Kutipan Teks ▸

=-=-=-=-=

Atas dasar itu, Wakil Ketua Komisi III DPR Benny K Harman melayangkan protesnya atas sikap Anton. Sebab sebagai polisi aktif, Anton yang memiliki kewenangan khusus tidak sepatutnya menjadi pimpinan ormas.

"Kok seperti pimpinan LSM begitu. Kami minta Kapolri melakukan tindakan tegas," kata Benny.

Ormas Anarki
Di Indonesia, secara keseluruhan berdasarkan data dari Kementerian Dalam Negeri total ormas yang kini ada 254.633.

Sebanyak 287 terdaftar di Kemendagri, 250.000 di Kementerian Hukum dan HAM, 1.807 di Pemerintah Provinsi/Kabupaten dan Kota dan sisanya di Kementerian Luar Negeri sebanyak 62 ormas.

"Beberapa eksis membantu pemerintah, beberapa pasif alias tidak melakukan apa-apa," kata Menteri Dalam Negeri Tjahjo Kumolo awal Desember 2016.

Tahun ini, pemerintah berencana  melakukan revisi undang-undang nomor 17 tahun 2013 tentang Organisasi Kemasyarakatan. Salah satu yang mendasari revisi ini adalah banyaknya ormas yang didirikan justru tidak berlandaskan asas negara yakni Pancasila.

Atas itu, revisi ini kemudian ditargetkan masuk dalam program legislasi nasional (Prolegnas) tahun 2017. Tak cuma itu, poin penting lain yang akan direvisi yakni soal kewenangan pemerintah untuk membubarkan sebuah ormas akan dipertegas lagi.

Konon, langkah ini juga berkaitan dengan banyaknya tindakan ormas atau yang mengatasnamakan Ormas, namun kemudian justru menimbulkan keresahan bagi masyarakat. Sementara di sisi lain, pemerintah justru dibuat tidak berdaya  menindak ormas-ormas tersebut. "Ini kan tidak fair," kata Tjahjo.

Harus diakui, di Indonesia memang kerap terjadi kerusuhan yang ditengarai oleh ormas. Kelompok massa yang tumbuh subur di tingkat masyarakat ini, sering melakukan tindakan arogan.

Tahun 2015 misalnya, dua ormas di Bali terlibat bentrokan di dalam Lapas Kerobokan Denpasar. Dua narapidana dan dua warga sipil dilaporkan menjadi korban tewas.

=-=-=-=-=

Data yang Diberikan ▸
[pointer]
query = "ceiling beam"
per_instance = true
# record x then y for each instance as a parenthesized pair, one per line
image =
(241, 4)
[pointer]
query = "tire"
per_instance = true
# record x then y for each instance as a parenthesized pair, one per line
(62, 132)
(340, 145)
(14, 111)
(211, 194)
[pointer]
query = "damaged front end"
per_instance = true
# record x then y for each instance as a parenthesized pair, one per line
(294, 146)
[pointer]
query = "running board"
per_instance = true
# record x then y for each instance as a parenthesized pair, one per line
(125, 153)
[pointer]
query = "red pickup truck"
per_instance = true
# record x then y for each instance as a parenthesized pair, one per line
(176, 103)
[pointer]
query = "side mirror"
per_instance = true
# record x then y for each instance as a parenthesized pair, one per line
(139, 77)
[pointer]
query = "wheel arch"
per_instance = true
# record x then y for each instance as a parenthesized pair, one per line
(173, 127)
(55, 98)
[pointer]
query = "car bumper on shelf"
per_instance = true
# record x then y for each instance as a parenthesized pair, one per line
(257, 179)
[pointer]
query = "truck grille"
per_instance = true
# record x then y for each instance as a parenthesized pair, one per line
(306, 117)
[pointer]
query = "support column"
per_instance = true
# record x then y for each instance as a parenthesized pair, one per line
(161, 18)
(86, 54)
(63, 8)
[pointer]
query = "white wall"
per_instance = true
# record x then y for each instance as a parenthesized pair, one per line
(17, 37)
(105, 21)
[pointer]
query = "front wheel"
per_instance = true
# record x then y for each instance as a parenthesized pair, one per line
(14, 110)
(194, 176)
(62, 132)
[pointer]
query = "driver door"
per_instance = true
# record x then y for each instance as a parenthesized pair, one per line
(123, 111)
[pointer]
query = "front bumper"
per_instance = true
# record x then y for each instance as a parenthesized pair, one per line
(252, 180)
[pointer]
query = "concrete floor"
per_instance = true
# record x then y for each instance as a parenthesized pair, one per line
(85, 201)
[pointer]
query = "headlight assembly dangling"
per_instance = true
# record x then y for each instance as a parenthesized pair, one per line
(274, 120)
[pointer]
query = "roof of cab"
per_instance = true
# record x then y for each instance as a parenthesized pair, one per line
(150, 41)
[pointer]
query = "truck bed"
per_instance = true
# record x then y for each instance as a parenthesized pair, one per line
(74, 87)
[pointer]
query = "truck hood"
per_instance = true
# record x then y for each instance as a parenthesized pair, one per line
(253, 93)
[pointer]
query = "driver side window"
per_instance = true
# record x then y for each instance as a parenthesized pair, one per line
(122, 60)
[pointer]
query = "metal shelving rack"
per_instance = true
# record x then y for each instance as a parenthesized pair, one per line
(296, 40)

=-=-=-=-=

Tugas dan Latihan ▸
**A)** Menurut teks tentang ormas, berapa jumlah seluruh ormas di Indonesia berdasarkan data Kementerian Dalam Negeri?
**B)** Terjemahkan kalimat dari teks tentang ormas ini ke dalam bahasa Inggris: "Harus diakui, di Indonesia memang kerap terjadi kerusuhan yang ditengarai oleh ormas."
**C)** Sambung teks tentang ormas ini mulai dari kalimat terakhirnya.

Jawaban yang Diharapkan ▸
**A)** 254.633 ormas.

**B)** It must be admitted that riots blamed on mass organizations do frequently occur in Indonesia.

**C)**
Kejadian yang berbuntut pada pencopotan Kepala Lapas Kerobokan Sunarto itu menimbulkan tanda tanya besar. Sebab, bentrok itu menguak adanya praktik penyimpanan senjata tajam di dalam lapas.

Kejadian berikutnya pada Januari tahun 2016, di Medan Sumatera Utara. Dua ormas, Pemuda Pancasila dan Ikatan Pemuda Karya, terlibat bentrok berdarah. Seorang disebutkan tewas dan lebih dari empat lainnya mengalami luka serius.

Tentu, ini bukan hal terakhir. Cukup banyak ormas berulah yang ada di Indonesia. Mulai dari pembubaran acara keagamaan, aktivitas mahasiswa sampai dengan pengusiran kelompok minoritas tertentu.

Namun memang, beberapa memang mencuat ke permukaan lantaran memakan korban, sementara sisanya cenderung tenggelam dan menjadi gunjingan masyarakat di tingkatan bawah.

Yang jelas, mayoritas memang menimbulkan keresahan dan menggesek toleransi menjadi semakin menipis. Sehingga membuat riak-riak di berbagai wilayah. "(Ormas) Banyak membuat permasalahan di negeri ini," kata Menteri Koordinator bidang Politik, Hukum dan Keamanan Wiranto usai bertemu DPR, Selasa, 29 November 2016.

Lemah Menindak

Presiden Joko Widodo, secara prinsip juga 'gerah' dengan ulah berbagai ormas di Indonesia yang kerap menimbulkan ulah dan keresahan.

Karena itu, seiring dengan rencana pemerintah merevisi kembali UU Ormas, Jokowi mengingatkan agar tidak ada keraguan bagi penegak hukum untuk menindak ormas-ormas nakal.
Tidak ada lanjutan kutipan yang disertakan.